-- start of Data to process --

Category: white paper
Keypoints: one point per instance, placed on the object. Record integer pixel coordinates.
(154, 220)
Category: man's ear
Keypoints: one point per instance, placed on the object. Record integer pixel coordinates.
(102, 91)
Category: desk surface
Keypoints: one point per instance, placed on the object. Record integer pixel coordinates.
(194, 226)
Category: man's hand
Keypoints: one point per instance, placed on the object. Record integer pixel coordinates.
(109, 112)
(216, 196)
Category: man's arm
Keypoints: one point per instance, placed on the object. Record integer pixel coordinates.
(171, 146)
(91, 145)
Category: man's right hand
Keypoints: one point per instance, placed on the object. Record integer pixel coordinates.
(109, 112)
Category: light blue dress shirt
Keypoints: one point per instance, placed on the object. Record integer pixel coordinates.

-- end of Data to process --

- **Your instructions**
Copy out every line of the data above in order and shift each point by adding 83 to both of its x and y coordinates. Leave all other lines unchanged.

- **Solved exercise**
Category: white paper
Keypoints: one point per instance, placed on the object. Record integer pixel coordinates.
(237, 303)
Category: man's ear
Keypoints: one point per instance, placed on the object. Record integer pixel coordinates.
(185, 174)
Category: desk surface
Keypoints: one point per instance, placed on the object. Record integer pixel coordinates.
(277, 309)
Category: man's hand
Keypoints: one point per instance, placed on the object. Record integer pixel coordinates.
(192, 195)
(299, 279)
Category: man's arm
Keypoints: one point per instance, placed on the object. Record integer pixel coordinates.
(254, 229)
(174, 228)
Category: man's right hand
Keypoints: one point per instance, placed on the object. Record integer pixel coordinates.
(192, 195)
Category: light blue dress shirt
Keypoints: one point per instance, placed on the object. Record integer pixel coordinates.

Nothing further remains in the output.